→ Dokumentausschnitt
Steigende Leerstände in Bezirksstädten
Wie aber wirkten sich bisher diese gigantischen Umsatzverlagerungen auf die strukturelle Entwicklung der ACSP-Mitglieds-Firmen aus? Ein wertvoller Indikator ist die Leerstandsrate, wie sie von S+M im zwei Jahres-Abstand erhoben wird. Sie lag 2021 in den Einkaufszentren bei 4,2% und stieg im Vergleich zu 2019 nur geringfügig an.
Hingegen beträgt die Leerstandsrate in den Zentralbereichen der 25 größten Städte laut S+M aktuell 6,7%. Hohe Leerstände führen a la longue zu einer Verringerung der Einzelhandels-Verkaufsfläche. Schwarzenecker: "In den 25 größten Städten Österreichs ist die Retail-Verkaufsfläche von 1.1. 2021 auf 1.1. 2022 um 2% zurückgegangen. Dieser Schrumpfungs-Prozess ist abseits der Großstädte, also in den Bezirksstädten deutlich stärker ausgeprägt als in Wien und den Landeshauptstädten."

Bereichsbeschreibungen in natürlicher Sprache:
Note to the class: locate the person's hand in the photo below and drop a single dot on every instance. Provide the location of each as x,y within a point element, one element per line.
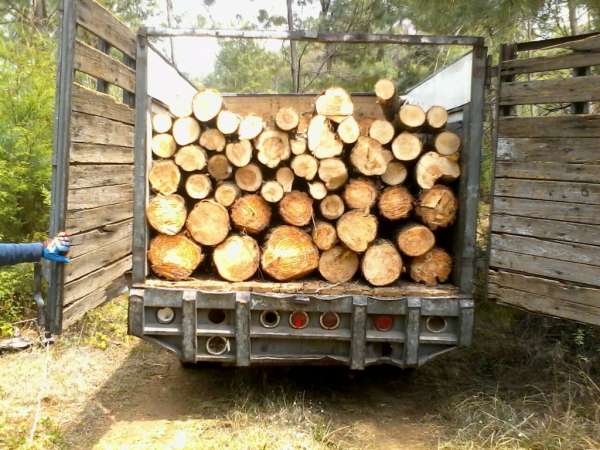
<point>55,249</point>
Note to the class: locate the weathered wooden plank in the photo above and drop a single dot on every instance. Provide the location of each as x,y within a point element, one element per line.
<point>546,229</point>
<point>571,252</point>
<point>548,171</point>
<point>576,89</point>
<point>548,288</point>
<point>96,259</point>
<point>92,175</point>
<point>99,196</point>
<point>102,23</point>
<point>546,63</point>
<point>101,154</point>
<point>95,280</point>
<point>562,191</point>
<point>546,267</point>
<point>99,130</point>
<point>98,104</point>
<point>103,67</point>
<point>571,126</point>
<point>87,242</point>
<point>88,219</point>
<point>581,150</point>
<point>75,311</point>
<point>545,305</point>
<point>541,209</point>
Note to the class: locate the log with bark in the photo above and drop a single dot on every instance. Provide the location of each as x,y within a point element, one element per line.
<point>237,258</point>
<point>174,257</point>
<point>208,222</point>
<point>289,253</point>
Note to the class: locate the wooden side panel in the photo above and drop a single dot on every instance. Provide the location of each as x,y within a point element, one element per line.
<point>545,228</point>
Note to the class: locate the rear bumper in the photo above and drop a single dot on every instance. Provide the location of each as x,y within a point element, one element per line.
<point>356,342</point>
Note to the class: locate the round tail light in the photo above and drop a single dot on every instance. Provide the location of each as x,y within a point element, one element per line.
<point>298,319</point>
<point>384,323</point>
<point>329,320</point>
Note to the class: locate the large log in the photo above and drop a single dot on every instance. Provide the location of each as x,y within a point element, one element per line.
<point>296,208</point>
<point>208,222</point>
<point>249,178</point>
<point>251,214</point>
<point>432,267</point>
<point>332,207</point>
<point>166,213</point>
<point>360,193</point>
<point>414,239</point>
<point>163,145</point>
<point>333,172</point>
<point>437,207</point>
<point>164,176</point>
<point>289,253</point>
<point>237,258</point>
<point>381,264</point>
<point>174,257</point>
<point>396,203</point>
<point>323,142</point>
<point>198,186</point>
<point>367,157</point>
<point>186,130</point>
<point>207,104</point>
<point>324,235</point>
<point>357,229</point>
<point>432,168</point>
<point>191,158</point>
<point>273,147</point>
<point>239,153</point>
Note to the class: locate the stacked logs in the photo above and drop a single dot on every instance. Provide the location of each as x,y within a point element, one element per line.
<point>318,191</point>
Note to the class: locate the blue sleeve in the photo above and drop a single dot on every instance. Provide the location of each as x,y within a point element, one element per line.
<point>18,253</point>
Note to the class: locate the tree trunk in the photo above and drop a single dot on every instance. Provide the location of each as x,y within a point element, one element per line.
<point>357,229</point>
<point>174,257</point>
<point>164,176</point>
<point>237,258</point>
<point>289,253</point>
<point>338,264</point>
<point>296,208</point>
<point>381,264</point>
<point>251,214</point>
<point>208,223</point>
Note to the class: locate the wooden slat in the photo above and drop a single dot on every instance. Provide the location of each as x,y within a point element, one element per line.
<point>549,171</point>
<point>102,23</point>
<point>99,196</point>
<point>546,229</point>
<point>93,175</point>
<point>570,252</point>
<point>545,267</point>
<point>84,243</point>
<point>542,64</point>
<point>99,130</point>
<point>572,126</point>
<point>89,219</point>
<point>103,67</point>
<point>577,89</point>
<point>101,154</point>
<point>581,150</point>
<point>96,259</point>
<point>541,209</point>
<point>550,288</point>
<point>98,104</point>
<point>561,191</point>
<point>95,280</point>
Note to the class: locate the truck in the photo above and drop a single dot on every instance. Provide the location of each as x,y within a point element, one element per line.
<point>543,253</point>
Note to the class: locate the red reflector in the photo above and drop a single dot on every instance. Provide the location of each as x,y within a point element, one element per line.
<point>298,319</point>
<point>384,323</point>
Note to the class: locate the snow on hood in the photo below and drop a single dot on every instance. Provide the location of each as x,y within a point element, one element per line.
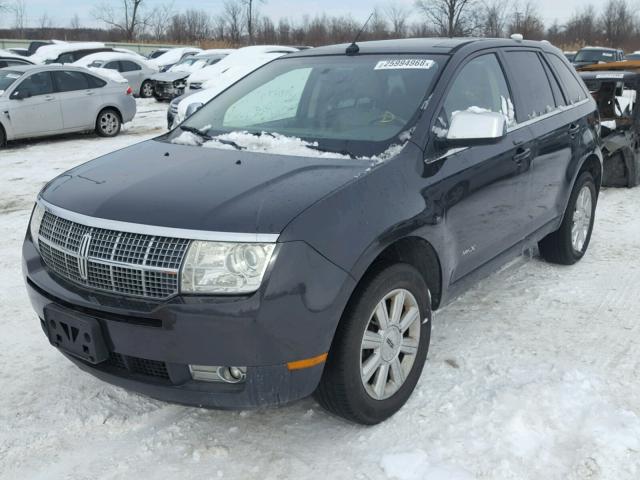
<point>276,144</point>
<point>108,74</point>
<point>51,52</point>
<point>172,56</point>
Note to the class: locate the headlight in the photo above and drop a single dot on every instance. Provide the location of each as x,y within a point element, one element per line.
<point>222,267</point>
<point>36,221</point>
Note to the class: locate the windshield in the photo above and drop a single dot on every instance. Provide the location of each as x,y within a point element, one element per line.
<point>359,106</point>
<point>594,56</point>
<point>7,77</point>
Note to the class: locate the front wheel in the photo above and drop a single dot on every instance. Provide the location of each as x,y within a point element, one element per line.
<point>108,123</point>
<point>146,90</point>
<point>569,243</point>
<point>380,347</point>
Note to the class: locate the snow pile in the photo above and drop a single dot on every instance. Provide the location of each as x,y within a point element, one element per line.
<point>273,143</point>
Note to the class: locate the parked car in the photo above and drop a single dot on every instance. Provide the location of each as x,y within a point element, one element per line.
<point>591,55</point>
<point>23,52</point>
<point>47,100</point>
<point>242,61</point>
<point>62,52</point>
<point>133,68</point>
<point>210,81</point>
<point>171,84</point>
<point>169,58</point>
<point>156,53</point>
<point>296,233</point>
<point>8,59</point>
<point>615,87</point>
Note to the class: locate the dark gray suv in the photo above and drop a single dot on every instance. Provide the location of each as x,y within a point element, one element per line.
<point>295,234</point>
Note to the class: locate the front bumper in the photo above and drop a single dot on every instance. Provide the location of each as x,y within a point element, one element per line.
<point>292,317</point>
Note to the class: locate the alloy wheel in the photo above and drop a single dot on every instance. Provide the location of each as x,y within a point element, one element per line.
<point>390,344</point>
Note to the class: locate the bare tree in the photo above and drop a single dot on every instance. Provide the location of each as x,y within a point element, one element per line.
<point>618,22</point>
<point>527,21</point>
<point>233,15</point>
<point>159,20</point>
<point>74,24</point>
<point>494,17</point>
<point>450,17</point>
<point>251,16</point>
<point>398,14</point>
<point>129,16</point>
<point>19,10</point>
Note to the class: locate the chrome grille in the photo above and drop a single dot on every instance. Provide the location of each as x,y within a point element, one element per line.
<point>128,263</point>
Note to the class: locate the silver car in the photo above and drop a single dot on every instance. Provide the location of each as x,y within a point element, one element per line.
<point>135,70</point>
<point>37,101</point>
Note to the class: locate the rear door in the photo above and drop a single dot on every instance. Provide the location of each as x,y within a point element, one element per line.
<point>79,99</point>
<point>539,105</point>
<point>39,114</point>
<point>483,187</point>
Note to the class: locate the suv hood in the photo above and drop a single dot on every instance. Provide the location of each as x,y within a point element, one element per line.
<point>157,183</point>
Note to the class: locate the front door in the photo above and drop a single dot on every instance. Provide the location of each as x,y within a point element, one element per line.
<point>482,191</point>
<point>38,113</point>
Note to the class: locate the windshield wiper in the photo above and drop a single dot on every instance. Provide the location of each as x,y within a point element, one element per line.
<point>325,150</point>
<point>196,131</point>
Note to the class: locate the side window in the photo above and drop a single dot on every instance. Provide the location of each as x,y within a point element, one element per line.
<point>37,84</point>
<point>480,84</point>
<point>572,87</point>
<point>275,100</point>
<point>95,82</point>
<point>128,66</point>
<point>555,85</point>
<point>69,81</point>
<point>536,96</point>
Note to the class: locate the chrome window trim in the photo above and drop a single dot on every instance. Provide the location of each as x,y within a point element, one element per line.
<point>158,231</point>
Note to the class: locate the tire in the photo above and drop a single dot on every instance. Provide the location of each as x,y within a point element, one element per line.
<point>343,390</point>
<point>566,246</point>
<point>146,89</point>
<point>108,123</point>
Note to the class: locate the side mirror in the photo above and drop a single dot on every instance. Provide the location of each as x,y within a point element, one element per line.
<point>193,108</point>
<point>470,128</point>
<point>18,95</point>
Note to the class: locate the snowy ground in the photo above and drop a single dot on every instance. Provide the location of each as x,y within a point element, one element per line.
<point>531,375</point>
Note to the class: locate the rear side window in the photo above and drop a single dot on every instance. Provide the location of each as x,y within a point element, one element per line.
<point>536,96</point>
<point>128,66</point>
<point>37,84</point>
<point>69,81</point>
<point>572,87</point>
<point>480,84</point>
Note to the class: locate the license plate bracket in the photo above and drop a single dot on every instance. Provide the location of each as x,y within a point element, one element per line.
<point>75,333</point>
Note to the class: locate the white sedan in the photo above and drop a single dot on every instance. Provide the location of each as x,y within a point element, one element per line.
<point>38,101</point>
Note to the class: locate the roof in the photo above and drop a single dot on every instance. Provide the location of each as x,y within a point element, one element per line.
<point>420,45</point>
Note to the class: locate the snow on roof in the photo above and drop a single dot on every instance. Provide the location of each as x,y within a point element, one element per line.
<point>173,56</point>
<point>109,57</point>
<point>247,56</point>
<point>51,52</point>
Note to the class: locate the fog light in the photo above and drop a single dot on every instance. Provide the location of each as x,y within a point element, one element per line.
<point>214,373</point>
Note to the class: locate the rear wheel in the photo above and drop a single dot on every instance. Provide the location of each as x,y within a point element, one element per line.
<point>108,123</point>
<point>146,89</point>
<point>569,243</point>
<point>380,347</point>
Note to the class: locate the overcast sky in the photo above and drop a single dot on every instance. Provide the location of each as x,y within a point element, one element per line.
<point>61,11</point>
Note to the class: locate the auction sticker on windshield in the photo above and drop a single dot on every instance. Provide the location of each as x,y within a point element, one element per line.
<point>404,63</point>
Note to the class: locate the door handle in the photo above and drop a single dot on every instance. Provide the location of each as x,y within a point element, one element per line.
<point>521,155</point>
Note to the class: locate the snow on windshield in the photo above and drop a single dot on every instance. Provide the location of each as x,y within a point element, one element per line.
<point>276,143</point>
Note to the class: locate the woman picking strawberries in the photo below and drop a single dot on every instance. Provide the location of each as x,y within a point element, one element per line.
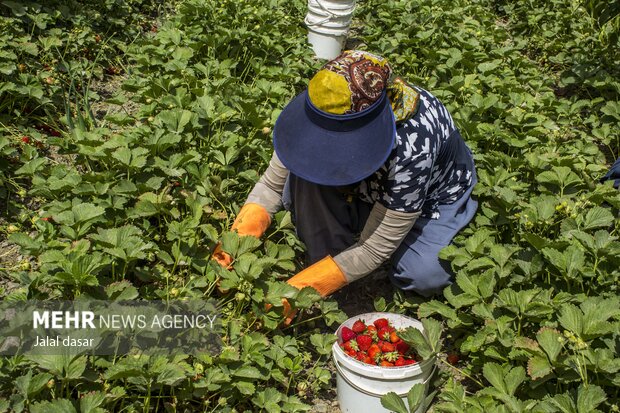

→ Anweisung
Führen Sie den Text über steigende Leerstände in Bezirksstädten im Anschluss an seinen letzten Satz weiter.

→ Lösung
Ein Blick nach Deutschland zeigt, dass dort das Händlersterben in den einst florierenden City-Einkaufsstraßen bereits dramatische Ausmaße angenommen hat. Eine Analyse des EHI spricht von einer sich verstärkenden Abwärtsspirale aus Frequenzverlusten, Leerständen und einer sinkenden Attraktivität der urbanen Shopping Places. Die "Initiative Stadtretter", 2020 gegründet, vereinigt mehr als 1000 Kommunen, Unternehmen und Verbände zu einem Netzwerk, das sich die Revitalisierung der Innenstädte zum Ziel setzt und den Internet-Erfahrungsaustausch über gelungene Lösungen pflegt. Sieben Stadtretter in Österreich weist Google Map zur Zeit aus: Wien Mariahilferstraße, Bad Vöslau, Waidhofen a/d Ybbs, Linz, Salzburg, Kufstein und Innsbruck.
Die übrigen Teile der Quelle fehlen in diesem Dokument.